Task requirements: Pictures appear among the records. Write out all else exactly as it stands.

───── Input material

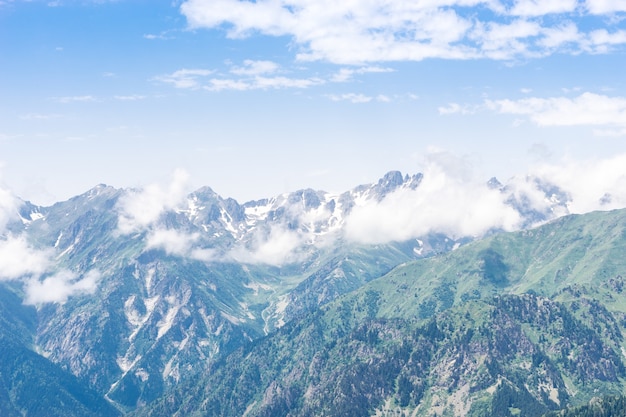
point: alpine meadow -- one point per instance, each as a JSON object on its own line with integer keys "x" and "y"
{"x": 312, "y": 208}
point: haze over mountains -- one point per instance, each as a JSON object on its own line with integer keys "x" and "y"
{"x": 140, "y": 293}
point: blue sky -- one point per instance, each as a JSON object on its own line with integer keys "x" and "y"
{"x": 258, "y": 98}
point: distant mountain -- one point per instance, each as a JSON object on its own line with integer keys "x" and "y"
{"x": 140, "y": 292}
{"x": 515, "y": 324}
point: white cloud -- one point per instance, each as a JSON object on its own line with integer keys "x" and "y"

──────────

Completed exercise:
point: alpine meadow -- one point per instance, each as a JSON object on its own line with integer keys "x" and "y"
{"x": 312, "y": 208}
point: haze over mountains -- one point per instance, each as a JSON object on its own line with integer keys "x" and "y"
{"x": 140, "y": 293}
point: blue sky -- one point per instance, each as a JSON object on its own line with integer keys "x" and "y"
{"x": 258, "y": 98}
point: distant mountain -- one point per instance, each as a JSON object on its own line with integer keys "x" and "y"
{"x": 140, "y": 292}
{"x": 515, "y": 324}
point: white cloud -- one point per instance, each as a JSON object on its own line with integer keys "x" and "y"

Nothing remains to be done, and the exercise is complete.